***** Text block *****

If you do your own plumbing, as I do (with the simple stuff) I've always hated having that center piece in the way. It's bad enough you have to lay in there to do some work, but then you have that center piece in your back or side. Not with this cabinet!! I'v added some strength to the span of the cabinet (upper horizontal face frame), by screwing a 1/4"x2" piece of aluminum across the back of the face frame. Screwed it in many places. I put most of my 200+ lbs of wait on it, before I added any doors, and the face frame doesn't flex a bit. I was originally going to just screw that center piece to one of the doors, but opted for this instead.


----------



## TRBaker (Jul 5, 2012)

Good looking cabinet. I like your idea of a removable center stile on the vanity. As far as the pocket holes, I don't know of a single shop that fills in the holes on the backside of their faceplates. In many older pieces of furniture you will often find the wood is still rough-cut on the hidden sides like drawer bottoms and backs.


----------



## Blhutchens (Jul 5, 2012)

***** Source material *****

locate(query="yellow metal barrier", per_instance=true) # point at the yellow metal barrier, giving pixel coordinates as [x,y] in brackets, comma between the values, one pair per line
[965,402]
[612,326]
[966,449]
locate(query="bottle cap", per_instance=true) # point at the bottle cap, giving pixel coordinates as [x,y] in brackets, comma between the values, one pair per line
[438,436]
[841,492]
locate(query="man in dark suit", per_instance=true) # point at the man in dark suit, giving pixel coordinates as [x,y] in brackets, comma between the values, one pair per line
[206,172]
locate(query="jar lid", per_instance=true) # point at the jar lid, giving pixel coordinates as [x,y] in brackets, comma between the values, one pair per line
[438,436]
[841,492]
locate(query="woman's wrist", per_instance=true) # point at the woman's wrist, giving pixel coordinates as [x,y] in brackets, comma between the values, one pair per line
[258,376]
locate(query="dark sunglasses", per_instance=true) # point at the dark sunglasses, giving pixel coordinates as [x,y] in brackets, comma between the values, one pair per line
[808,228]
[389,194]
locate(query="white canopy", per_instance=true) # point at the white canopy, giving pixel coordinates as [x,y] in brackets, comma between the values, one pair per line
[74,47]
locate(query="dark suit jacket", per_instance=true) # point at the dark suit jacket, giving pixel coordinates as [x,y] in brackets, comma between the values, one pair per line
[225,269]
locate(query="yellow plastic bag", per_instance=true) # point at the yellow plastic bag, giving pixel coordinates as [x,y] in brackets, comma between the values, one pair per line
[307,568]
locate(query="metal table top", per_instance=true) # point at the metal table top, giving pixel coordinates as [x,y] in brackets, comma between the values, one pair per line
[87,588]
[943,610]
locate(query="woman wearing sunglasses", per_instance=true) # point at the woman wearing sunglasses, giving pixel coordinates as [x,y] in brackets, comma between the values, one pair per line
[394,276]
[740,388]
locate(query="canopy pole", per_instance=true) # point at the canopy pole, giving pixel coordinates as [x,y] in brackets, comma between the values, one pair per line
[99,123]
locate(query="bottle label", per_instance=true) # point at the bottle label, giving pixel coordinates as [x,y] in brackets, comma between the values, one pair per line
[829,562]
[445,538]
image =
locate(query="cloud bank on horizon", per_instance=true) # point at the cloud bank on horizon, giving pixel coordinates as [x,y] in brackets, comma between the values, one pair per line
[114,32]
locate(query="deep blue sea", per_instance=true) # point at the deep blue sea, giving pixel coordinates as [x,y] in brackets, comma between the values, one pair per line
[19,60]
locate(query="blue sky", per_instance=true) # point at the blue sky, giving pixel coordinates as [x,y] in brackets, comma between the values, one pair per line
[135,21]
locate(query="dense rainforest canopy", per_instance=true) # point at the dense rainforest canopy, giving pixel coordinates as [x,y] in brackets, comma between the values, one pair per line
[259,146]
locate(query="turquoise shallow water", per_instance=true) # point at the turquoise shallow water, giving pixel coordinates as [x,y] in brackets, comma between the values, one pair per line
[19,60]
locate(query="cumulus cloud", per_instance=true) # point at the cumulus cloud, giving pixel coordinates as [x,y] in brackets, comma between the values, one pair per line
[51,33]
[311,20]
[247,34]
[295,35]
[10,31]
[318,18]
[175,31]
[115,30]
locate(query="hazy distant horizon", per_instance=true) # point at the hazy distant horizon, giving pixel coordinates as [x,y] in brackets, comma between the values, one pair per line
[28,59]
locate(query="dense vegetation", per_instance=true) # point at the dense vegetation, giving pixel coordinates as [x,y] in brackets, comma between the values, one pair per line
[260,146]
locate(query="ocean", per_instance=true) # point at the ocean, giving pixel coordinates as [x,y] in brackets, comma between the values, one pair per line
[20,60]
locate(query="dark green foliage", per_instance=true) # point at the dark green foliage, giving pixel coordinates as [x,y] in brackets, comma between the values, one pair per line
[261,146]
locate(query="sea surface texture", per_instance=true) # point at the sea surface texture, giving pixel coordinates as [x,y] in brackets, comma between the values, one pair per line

*****

Tasks for this exercise:
1. Update the listing from the line containing "the ocean, giving" through the end of the listing, replacing "pixel coordinates" with "image coordinates" and leaving everything else unchanged.
2. Continue the forum thread about the vanity cabinet from the point where it stops.

Answers for the exercise:
1.
locate(query="ocean", per_instance=true) # point at the ocean, giving image coordinates as [x,y] in brackets, comma between the values, one pair per line
[20,60]
locate(query="dark green foliage", per_instance=true) # point at the dark green foliage, giving image coordinates as [x,y] in brackets, comma between the values, one pair per line
[261,146]
locate(query="sea surface texture", per_instance=true) # point at the sea surface texture, giving image coordinates as [x,y] in brackets, comma between the values, one pair per line

2.
I would plug the visible ones. They look kinda cool.


----------



## Capt Splinter (Dec 30, 2008)

Great job Lee! Coming right along.


----------



## N'awlins77 (Feb 25, 2011)

That's what I'm going to do Brent, since that's what the majority says!! ;o) 

Thanks George!


----------



## N'awlins77 (Feb 25, 2011)

*#3 finished!*

Installed the all the hardware, except the handles, back on and it's ready to go to storage!! The pictures really don't do it justice.


----------



## jw2170 (Jan 24, 2008)

Doing a great job so far, Lee.

Must be satisfying to achieve so much.


----------



## N'awlins77 (Feb 25, 2011)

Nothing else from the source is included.